TEXT:
..............................

Shedding Light on Spaceflight-Associated Neuro-Ocular Syndrome
Dr. Wilner:
There is a troubling ailment that’s causing unexplained changes in the brain and eyes. It affects both men and women but only if they belong to a very particular profession, and that profession is human spaceflight.
Welcome to Clinician’s Roundtable on ReachMD. I am Dr. Andrew Wilner, and to shed some light on Spaceflight Associated Neuro-ocular Syndrome, we have 2 special guests joining us from NASA, Dr. William Tarver and CAPT Tyson Brunstetter. It’s great to have both of you with us today.
CAPT Brunstetter:
Thank you for having us.
Dr. Tarver:
Thank you. Thank you very much.
Dr. Wilner:
So, before we get started, can you explain your roles at NASA? Dr. Tarver, why don’t you start us off?
Dr. Tarver:
Well, thank you for having us this morning. Dr. Bill Tarver here. I’m an aerospace medicine specialist. I’m a flight surgeon at NASA. My prime task is to take care of astronauts. I currently have a crew member who’s on the Space Station right now, so that’s my primary job. My other job is to lead a wonderful clinical team that’s evaluating this condition you mentioned, Spaceflight Associated Neuro-ocular Syndrome, which we simplified to SANS, S-A-N-S. We also lead an international consortium, really, because we have partners in Japan, Canada, Europe and Russia, so we have an international partnership that’s looking at this condition known as SANS.
Dr. Wilner:
Excellent. And, CAPT Brunstetter?
CAPT Brunstetter:
Yes, thank you again for the invitation to be here today, very happy to be talking. I’m Tyson Brunstetter. I’m a US Navy aerospace optometrist who is detailed to NASA’s Johnson Space Center here, and my primary role is to support Dr. Tarver as his deputy. So in that role I support the day-to-day activities of the SANS team, both locally, nationally and internationally, but I also serve as a subject matter expert during ocular data collections from the International Space Station, and I also support the testing and certification of SANS-related medical devices that we actually deploy to the ISS. And then, finally—I think this is one of the more interesting areas among many—is I’m also involved in developing ultra small footprint ocular test devices that we hope will be useful during future expeditionary missions, for example to Mars.

..............................

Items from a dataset
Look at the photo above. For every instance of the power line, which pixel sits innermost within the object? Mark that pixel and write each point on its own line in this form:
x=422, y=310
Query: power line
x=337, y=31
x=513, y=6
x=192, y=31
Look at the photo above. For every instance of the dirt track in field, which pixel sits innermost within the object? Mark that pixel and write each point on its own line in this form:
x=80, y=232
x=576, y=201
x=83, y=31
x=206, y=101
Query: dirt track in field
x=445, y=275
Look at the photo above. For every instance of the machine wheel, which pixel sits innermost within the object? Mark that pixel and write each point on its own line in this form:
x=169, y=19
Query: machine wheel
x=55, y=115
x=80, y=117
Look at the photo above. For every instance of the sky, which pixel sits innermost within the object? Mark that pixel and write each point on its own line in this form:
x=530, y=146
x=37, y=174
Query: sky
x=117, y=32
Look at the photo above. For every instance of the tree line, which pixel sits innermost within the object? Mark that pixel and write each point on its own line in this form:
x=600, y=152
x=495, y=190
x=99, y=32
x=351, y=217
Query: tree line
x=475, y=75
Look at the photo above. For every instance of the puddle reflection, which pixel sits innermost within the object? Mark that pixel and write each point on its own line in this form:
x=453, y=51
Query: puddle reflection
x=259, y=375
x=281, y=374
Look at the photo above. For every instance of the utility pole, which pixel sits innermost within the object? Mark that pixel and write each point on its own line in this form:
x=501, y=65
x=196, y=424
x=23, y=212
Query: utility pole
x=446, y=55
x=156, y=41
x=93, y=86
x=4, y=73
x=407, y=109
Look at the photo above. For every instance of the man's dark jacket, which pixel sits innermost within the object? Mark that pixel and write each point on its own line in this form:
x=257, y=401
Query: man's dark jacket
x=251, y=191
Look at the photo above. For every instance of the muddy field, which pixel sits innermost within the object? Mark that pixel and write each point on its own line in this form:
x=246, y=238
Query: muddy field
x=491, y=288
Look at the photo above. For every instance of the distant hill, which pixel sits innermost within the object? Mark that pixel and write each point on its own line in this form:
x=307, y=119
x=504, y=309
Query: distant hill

..............................

TASKS TO PERFORM:
a - Answer these questions about the SANS interview:
(i) What kind of medical specialist does Dr. Tarver say he is?
(ii) Which partners does the international consortium on SANS include?
(iii) What is CAPT Brunstetter's profession, and in which service?
b - Resume the SANS interview right after CAPT Brunstetter's last remark, and write the next few exchanges.

ACTIVITY ANSWERS:
a -
(i) An aerospace medicine specialist and a flight surgeon at NASA.
(ii) Partners in Japan, Canada, Europe and Russia.
(iii) An aerospace optometrist in the US Navy.

b -
Dr. Wilner:
Cool. Well, thank you both for breaking that down for us. And just to set the stage for this discussion, I remember reading a journal article back in 2012 about how 27 astronauts had ocular changes, including globe flattening and optic nerve protrusion, and a few even had elevated intracranial pressure. I was so fascinated that I included it in my book, Bullets and Brains. So, since then, Dr. Tarver, have these observations turned into something important, or were they just incidental findings?
Dr. Tarver:
Well, we would certainly not qualify them as incidental findings. The thing that kicked this off and was reported in that article you mentioned is a case of optic disc edema, which is always pathological, and never occurred in an astronaut before, so that was quite eye-opening, no pun intended, for us, and we’ve continued to have a few more cases since that time. We have not been able to stop them from occurring, and that’s because we’re still looking into the details of what is causing this very unique condition.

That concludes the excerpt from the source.